**TASK PROMPT**
Below you will find a set of lines. Repeat them all exactly.

[Referring expression data]
* * * * * * *

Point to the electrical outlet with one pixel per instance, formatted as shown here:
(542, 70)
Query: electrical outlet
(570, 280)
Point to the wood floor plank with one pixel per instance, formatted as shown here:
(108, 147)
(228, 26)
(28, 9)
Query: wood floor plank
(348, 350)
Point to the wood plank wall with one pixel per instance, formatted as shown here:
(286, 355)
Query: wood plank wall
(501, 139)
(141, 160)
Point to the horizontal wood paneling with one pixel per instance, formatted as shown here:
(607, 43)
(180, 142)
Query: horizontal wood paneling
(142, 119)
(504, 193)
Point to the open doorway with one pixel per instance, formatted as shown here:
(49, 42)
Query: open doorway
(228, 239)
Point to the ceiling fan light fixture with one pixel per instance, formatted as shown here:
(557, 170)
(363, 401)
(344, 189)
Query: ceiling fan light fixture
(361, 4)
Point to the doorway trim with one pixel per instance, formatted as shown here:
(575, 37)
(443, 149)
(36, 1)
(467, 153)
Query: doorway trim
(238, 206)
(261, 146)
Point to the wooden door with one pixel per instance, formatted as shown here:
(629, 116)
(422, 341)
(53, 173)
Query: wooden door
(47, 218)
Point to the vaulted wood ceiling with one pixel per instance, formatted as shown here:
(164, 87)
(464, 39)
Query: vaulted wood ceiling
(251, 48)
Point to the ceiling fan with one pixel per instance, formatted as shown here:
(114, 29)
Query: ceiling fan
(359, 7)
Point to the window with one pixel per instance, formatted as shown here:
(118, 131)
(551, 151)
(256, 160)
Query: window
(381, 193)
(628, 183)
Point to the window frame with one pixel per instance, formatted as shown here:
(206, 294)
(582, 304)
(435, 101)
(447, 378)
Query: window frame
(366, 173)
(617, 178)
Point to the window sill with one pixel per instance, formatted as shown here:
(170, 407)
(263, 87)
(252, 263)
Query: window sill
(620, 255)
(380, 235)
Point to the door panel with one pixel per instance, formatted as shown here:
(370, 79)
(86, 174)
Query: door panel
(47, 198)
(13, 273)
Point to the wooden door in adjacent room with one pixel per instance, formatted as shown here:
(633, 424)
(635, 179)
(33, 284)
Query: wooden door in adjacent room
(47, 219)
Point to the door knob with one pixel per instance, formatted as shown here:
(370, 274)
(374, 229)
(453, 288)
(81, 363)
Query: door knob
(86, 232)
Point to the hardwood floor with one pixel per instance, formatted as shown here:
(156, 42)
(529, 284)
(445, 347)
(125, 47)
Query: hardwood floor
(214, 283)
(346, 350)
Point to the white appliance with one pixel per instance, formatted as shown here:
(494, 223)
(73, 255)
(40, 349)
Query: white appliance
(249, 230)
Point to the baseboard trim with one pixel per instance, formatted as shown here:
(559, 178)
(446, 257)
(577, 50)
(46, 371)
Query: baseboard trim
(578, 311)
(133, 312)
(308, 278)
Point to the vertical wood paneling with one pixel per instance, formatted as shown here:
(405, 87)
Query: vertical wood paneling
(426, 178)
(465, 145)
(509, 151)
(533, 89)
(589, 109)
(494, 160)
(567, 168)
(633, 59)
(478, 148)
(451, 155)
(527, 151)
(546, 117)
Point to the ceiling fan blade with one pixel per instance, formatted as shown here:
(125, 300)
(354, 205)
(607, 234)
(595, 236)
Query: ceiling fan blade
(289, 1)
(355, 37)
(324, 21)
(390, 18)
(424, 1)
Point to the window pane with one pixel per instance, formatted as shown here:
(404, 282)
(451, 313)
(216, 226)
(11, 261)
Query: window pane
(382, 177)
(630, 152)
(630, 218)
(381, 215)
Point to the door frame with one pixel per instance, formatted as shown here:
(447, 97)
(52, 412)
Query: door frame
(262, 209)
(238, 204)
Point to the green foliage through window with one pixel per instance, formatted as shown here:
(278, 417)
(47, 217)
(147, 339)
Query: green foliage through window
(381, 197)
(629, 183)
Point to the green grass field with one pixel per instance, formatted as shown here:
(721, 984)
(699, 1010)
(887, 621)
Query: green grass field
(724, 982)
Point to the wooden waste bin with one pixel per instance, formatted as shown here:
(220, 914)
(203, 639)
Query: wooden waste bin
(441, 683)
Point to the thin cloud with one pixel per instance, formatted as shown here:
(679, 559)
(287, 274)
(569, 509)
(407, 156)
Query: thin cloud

* * * * * * *

**TASK SOLUTION**
Point to the electrical outlet with one pixel per instance, formatted as shown here:
(542, 70)
Query: electrical outlet
(570, 280)
Point to the wood floor plank with one pixel per instance, formatted as shown here:
(108, 147)
(228, 26)
(28, 9)
Query: wood floor plank
(348, 350)
Point to the wood plank wall with one pixel per instance, formatted as shown here:
(286, 355)
Query: wood plank wall
(501, 139)
(141, 160)
Point to the horizontal wood paneling with one pixel per instance, formatted as shown here:
(607, 43)
(180, 142)
Query: horizontal wood paneling
(142, 119)
(504, 193)
Point to the open doorway with one pixel per instance, formatted as shown here:
(49, 42)
Query: open doorway
(228, 239)
Point to the ceiling fan light fixture with one pixel per instance, formatted as shown here:
(557, 170)
(363, 401)
(344, 189)
Query: ceiling fan light fixture
(361, 4)
Point to the doorway trim with one pixel per instance, formatted as shown here:
(575, 37)
(443, 149)
(36, 1)
(467, 153)
Query: doorway trim
(238, 206)
(261, 146)
Point to the wooden door with one pixel per instance, formatted as shown here:
(629, 116)
(422, 341)
(53, 173)
Query: wooden door
(47, 218)
Point to the vaulted wood ceiling with one pixel per instance, formatted as shown here:
(164, 87)
(464, 39)
Query: vaulted wood ceiling
(251, 48)
Point to the ceiling fan with one pixel per instance, formatted as shown here:
(114, 29)
Query: ceiling fan
(359, 7)
Point to the window with one pixel per instance, formatted as shown here:
(118, 131)
(551, 151)
(256, 160)
Query: window
(381, 193)
(628, 183)
Point to the window frame with one pixel per instance, formatted as shown here:
(206, 294)
(582, 304)
(435, 101)
(447, 378)
Query: window frame
(366, 173)
(617, 178)
Point to the window sill with one pixel per instance, formatted as shown here:
(170, 407)
(263, 87)
(252, 263)
Query: window sill
(620, 255)
(380, 235)
Point to the door panel with one pixel per instance, formatted as shown here:
(370, 79)
(86, 174)
Query: door panel
(47, 198)
(13, 273)
Point to the wooden door in adjacent room with one pixel per instance, formatted as shown here:
(633, 424)
(635, 179)
(33, 284)
Query: wooden door in adjacent room
(47, 219)
Point to the door knob with one pixel per instance, formatted as shown here:
(370, 274)
(374, 229)
(453, 288)
(81, 363)
Query: door knob
(86, 232)
Point to the hardwood floor with one pixel per instance, formatted as shown here:
(156, 42)
(529, 284)
(445, 347)
(125, 47)
Query: hardwood floor
(214, 283)
(346, 350)
Point to the white appliance with one pixel per instance, formatted as shown here:
(494, 223)
(73, 255)
(40, 349)
Query: white appliance
(249, 230)
Point to the baseboard trim with one pixel per instance, formatted as shown here:
(559, 178)
(446, 257)
(577, 50)
(46, 371)
Query: baseboard trim
(578, 311)
(133, 312)
(308, 278)
Point to the vertical wood paneling with one pixel per instance, formatted as shown here:
(405, 87)
Query: vertical wood paneling
(426, 178)
(465, 145)
(509, 151)
(533, 89)
(589, 109)
(494, 160)
(567, 168)
(633, 59)
(478, 148)
(451, 155)
(527, 151)
(546, 117)
Point to the ceiling fan blade with one pixel per instance, formatted as shown here:
(125, 300)
(354, 205)
(607, 234)
(595, 236)
Query: ceiling fan blade
(289, 1)
(355, 37)
(324, 21)
(390, 18)
(424, 1)
Point to the window pane with one pixel per instance, formatted as shown here:
(404, 282)
(451, 313)
(216, 226)
(11, 261)
Query: window pane
(382, 177)
(630, 152)
(630, 218)
(381, 215)
Point to the door frame with one pixel per instance, formatted as shown here:
(447, 97)
(52, 412)
Query: door frame
(262, 209)
(238, 204)
Point to the green foliage through window with one pixel per instance, formatted as shown here:
(278, 417)
(47, 217)
(147, 339)
Query: green foliage through window
(381, 197)
(629, 183)
Point to the green grass field with one pixel per instance, formatted as shown here:
(721, 984)
(699, 1010)
(887, 621)
Query: green grass field
(724, 982)
Point to the wooden waste bin with one pixel per instance, formatted as shown here:
(220, 914)
(203, 639)
Query: wooden waste bin
(441, 683)
Point to the thin cloud with one pixel per instance, formatted as shown here:
(679, 559)
(287, 274)
(569, 509)
(407, 156)
Query: thin cloud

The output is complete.